__READING TEXT__.
*** Begin section ***

The powerhouse Southeastern Conference reconfigured its schedule Thursday to include only league games in 2020, a pandemic-forced decision that pushes major college football closer to a siloed regular season in which none of the power conferences cross paths.
The SEC's university presidents agreed on a 10-game schedule that eliminates all nonconference opponents and begins Sept. 26.
The SEC championship game, originally scheduled for Dec. 5, will be pushed back to Dec. 19, 13 days before the College Football Playoff semifinals are scheduled to be played on New Year's Day.
While some scheduling plans are still to be sorted out among Power Five conferences, it is growing more likely this season's playoff teams — if there is a playoff — will be selected without the aid of nonconference games involving Power Five teams.
Each SEC team will have a midseason off week in this odd, truncated season and Dec. 12 will be an off week for the entire conference. The delayed start for the Southeastern Conference is two weeks later than what the Atlantic Coast Conference set for itself Wednesday, and creates 12 weeks to get in 10 games and determine participants for the SEC title game in Atlanta.
The regular season was originally scheduled to begin on Labor Day weekend, but there was concern among SEC officials the return of students to campus in the coming weeks will spike COVID-19 cases. Conference officials believe delaying the start of the season improves the SEC's chances to launch.
“We believe these schedule adjustments offer the best opportunity to complete a full season by giving us the ability to adapt to the fluid nature of the virus and the flexibility to adjust schedules as necessary if disruptions occur,” Commissioner Greg Sankey said.

*** End section ***

__RECORDED DATA__.
*** Begin section ***

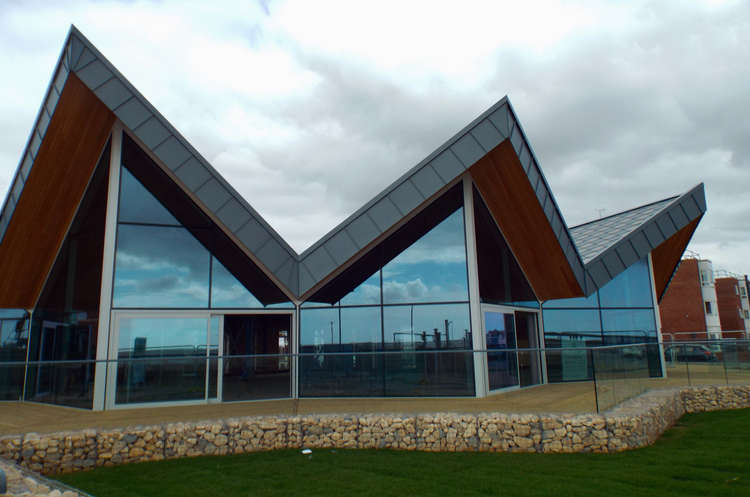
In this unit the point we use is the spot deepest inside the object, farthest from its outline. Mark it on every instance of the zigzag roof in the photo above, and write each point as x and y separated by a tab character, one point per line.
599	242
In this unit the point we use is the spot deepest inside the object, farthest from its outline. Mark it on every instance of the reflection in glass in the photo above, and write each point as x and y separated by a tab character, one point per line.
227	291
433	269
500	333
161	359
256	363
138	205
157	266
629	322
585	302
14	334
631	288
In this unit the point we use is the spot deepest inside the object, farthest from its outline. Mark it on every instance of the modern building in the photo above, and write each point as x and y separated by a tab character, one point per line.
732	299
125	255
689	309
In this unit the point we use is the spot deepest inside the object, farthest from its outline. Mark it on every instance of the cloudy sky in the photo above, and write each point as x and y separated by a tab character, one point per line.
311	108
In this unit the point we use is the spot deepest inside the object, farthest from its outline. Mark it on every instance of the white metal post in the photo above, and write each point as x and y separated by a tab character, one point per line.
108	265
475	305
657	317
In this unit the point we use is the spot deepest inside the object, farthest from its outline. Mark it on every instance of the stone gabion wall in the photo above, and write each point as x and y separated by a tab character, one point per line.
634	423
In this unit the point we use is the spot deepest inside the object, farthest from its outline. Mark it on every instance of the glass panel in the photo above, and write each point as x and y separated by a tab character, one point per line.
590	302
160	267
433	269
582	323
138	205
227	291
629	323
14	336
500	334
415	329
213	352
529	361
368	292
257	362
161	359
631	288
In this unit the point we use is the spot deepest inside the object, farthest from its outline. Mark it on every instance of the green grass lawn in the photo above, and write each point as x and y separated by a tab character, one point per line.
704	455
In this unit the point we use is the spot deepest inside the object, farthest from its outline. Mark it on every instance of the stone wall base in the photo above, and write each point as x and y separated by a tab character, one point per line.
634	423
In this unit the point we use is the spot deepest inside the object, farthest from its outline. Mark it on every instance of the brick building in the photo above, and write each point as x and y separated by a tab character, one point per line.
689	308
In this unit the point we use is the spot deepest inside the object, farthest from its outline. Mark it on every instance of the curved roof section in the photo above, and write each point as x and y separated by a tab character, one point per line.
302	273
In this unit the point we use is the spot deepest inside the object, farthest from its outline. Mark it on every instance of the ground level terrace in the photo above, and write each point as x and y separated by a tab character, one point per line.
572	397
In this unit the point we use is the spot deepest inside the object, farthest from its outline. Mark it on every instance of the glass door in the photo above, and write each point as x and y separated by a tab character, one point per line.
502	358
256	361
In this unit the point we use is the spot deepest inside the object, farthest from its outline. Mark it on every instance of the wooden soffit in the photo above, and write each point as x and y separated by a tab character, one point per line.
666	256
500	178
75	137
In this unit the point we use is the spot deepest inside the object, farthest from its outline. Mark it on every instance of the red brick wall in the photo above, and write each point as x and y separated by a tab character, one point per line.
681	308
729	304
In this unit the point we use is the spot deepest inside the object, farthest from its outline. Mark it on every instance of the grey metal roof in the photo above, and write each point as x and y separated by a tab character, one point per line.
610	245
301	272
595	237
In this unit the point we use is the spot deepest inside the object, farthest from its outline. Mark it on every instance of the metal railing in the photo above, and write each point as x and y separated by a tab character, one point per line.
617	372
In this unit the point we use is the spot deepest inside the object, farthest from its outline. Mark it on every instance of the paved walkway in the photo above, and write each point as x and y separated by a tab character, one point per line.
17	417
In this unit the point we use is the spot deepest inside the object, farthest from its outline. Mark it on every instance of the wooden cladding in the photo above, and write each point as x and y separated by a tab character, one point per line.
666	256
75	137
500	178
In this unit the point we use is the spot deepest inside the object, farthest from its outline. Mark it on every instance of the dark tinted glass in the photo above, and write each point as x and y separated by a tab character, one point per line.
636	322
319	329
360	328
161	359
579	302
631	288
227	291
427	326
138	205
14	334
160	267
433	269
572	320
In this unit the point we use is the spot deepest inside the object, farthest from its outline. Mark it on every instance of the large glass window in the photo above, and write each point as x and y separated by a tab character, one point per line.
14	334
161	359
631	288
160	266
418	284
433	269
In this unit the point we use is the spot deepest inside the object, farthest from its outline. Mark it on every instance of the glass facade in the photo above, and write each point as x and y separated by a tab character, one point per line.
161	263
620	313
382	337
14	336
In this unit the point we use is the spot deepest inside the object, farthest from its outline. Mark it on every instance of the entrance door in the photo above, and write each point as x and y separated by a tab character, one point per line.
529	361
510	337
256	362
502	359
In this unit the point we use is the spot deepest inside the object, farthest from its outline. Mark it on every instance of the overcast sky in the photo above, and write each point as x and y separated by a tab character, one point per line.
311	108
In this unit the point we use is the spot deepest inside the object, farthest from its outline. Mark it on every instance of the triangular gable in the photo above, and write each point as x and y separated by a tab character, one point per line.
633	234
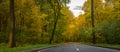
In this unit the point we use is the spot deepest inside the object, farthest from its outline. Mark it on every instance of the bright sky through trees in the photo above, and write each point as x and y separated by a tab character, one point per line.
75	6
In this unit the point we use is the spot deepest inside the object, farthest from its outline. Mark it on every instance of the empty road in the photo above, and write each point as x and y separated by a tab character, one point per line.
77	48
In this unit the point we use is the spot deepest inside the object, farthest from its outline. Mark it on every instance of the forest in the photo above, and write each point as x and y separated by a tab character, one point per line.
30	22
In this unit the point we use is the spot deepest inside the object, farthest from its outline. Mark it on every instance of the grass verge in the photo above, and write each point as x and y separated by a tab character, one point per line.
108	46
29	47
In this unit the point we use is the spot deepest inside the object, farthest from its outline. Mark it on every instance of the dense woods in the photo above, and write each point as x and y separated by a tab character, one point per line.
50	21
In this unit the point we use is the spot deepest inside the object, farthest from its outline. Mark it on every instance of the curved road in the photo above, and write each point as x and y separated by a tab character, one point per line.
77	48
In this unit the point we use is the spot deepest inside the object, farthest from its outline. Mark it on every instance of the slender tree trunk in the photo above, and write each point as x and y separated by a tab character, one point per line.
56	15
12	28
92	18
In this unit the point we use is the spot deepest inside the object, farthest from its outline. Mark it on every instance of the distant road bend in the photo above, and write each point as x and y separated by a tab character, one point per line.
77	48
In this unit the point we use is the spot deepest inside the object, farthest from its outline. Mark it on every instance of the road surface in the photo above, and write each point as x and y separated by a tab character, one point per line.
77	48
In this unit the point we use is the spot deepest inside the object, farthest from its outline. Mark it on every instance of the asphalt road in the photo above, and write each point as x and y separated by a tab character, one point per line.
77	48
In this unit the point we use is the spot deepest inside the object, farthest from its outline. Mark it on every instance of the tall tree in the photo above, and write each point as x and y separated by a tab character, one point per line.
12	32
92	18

*** End section ***
*** Begin section ***

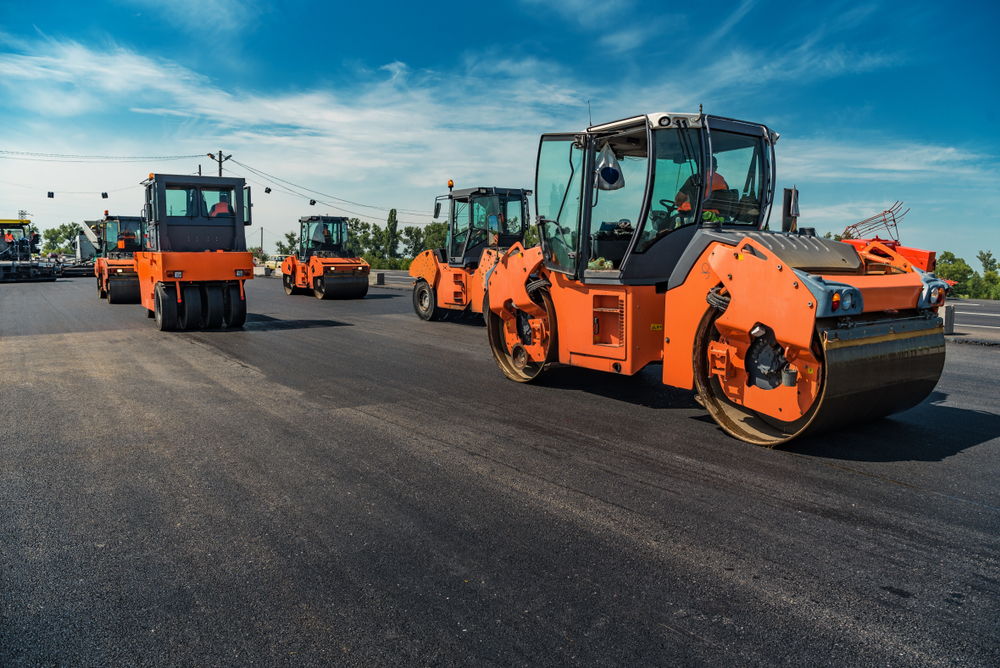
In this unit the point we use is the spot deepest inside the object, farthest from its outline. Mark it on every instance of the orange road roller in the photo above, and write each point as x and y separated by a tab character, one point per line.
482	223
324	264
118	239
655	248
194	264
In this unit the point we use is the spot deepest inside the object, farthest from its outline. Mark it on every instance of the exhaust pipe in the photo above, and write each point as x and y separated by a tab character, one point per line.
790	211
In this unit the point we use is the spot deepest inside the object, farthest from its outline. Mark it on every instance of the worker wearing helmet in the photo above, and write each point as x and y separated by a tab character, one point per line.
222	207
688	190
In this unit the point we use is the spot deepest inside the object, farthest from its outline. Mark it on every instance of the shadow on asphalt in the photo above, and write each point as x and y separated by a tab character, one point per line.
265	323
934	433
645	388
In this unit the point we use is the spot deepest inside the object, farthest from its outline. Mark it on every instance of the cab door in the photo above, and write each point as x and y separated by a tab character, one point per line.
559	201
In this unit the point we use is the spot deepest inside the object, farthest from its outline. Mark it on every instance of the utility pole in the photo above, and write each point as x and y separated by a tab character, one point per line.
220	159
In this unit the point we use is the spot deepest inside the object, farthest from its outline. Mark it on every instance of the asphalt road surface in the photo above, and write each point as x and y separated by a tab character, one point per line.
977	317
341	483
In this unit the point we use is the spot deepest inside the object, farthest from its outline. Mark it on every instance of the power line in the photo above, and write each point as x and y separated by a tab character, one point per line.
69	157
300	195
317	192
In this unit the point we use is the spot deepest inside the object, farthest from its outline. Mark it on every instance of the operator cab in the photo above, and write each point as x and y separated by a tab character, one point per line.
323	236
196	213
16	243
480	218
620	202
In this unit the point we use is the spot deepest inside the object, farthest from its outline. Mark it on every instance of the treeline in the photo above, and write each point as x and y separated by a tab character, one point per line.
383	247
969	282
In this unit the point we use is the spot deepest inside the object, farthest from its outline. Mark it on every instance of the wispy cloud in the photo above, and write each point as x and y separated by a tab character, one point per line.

*** End section ***

__WHAT IS REQUIRED__. From the article above on the SEC's 2020 football schedule, transcribe the part that opens with the words containing "The SEC's university" and closes with "Power Five teams.".

__ANSWER BELOW__.
The SEC's university presidents agreed on a 10-game schedule that eliminates all nonconference opponents and begins Sept. 26.
The SEC championship game, originally scheduled for Dec. 5, will be pushed back to Dec. 19, 13 days before the College Football Playoff semifinals are scheduled to be played on New Year's Day.
While some scheduling plans are still to be sorted out among Power Five conferences, it is growing more likely this season's playoff teams — if there is a playoff — will be selected without the aid of nonconference games involving Power Five teams.